--- begin Input material ---
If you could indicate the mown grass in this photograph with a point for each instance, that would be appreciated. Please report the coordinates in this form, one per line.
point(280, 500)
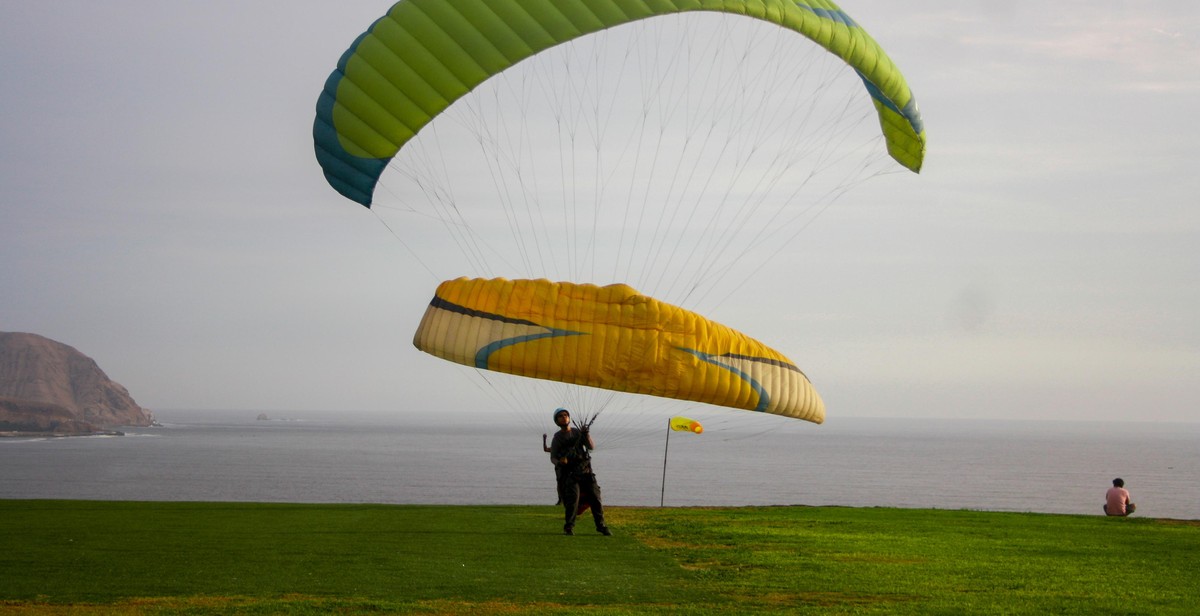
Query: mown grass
point(137, 557)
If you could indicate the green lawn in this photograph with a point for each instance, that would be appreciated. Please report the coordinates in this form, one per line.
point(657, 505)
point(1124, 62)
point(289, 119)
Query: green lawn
point(72, 556)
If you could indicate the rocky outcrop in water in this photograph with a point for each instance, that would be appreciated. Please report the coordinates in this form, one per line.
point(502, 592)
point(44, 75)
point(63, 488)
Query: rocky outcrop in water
point(49, 387)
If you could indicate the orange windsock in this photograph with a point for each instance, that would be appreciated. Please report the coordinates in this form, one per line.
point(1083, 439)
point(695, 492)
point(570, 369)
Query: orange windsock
point(682, 424)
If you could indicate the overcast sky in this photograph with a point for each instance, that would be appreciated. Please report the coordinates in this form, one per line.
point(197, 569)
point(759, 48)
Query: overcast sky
point(161, 210)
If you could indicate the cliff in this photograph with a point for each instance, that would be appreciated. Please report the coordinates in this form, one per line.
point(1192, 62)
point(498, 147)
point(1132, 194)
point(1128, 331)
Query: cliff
point(49, 387)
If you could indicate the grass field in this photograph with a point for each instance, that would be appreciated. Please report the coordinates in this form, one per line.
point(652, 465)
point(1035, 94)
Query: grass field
--- end Input material ---
▶ What is expected: Copy out verbatim the rows beginning with the line that contains "If you could indicate the overcast" and continuing through the last of the rows, both ends included.

▶ Solution for this task:
If you could indicate the overcast sky in this photograph with a point for each instance, that would be appreciated. Please report the coordinates in this form, one per line.
point(197, 569)
point(759, 48)
Query: overcast sky
point(161, 210)
If you could indicate the cliff in this photograph with a point for each instance, that would be appreciated. Please report the coordinates in this form, one per line.
point(1192, 62)
point(498, 147)
point(1132, 194)
point(1128, 331)
Query: cliff
point(49, 387)
If you could indicate the grass field in this photograph with a point for each instance, that would be appreciated. Please report the coordinates in this form, one per line.
point(652, 465)
point(1035, 94)
Query: grass field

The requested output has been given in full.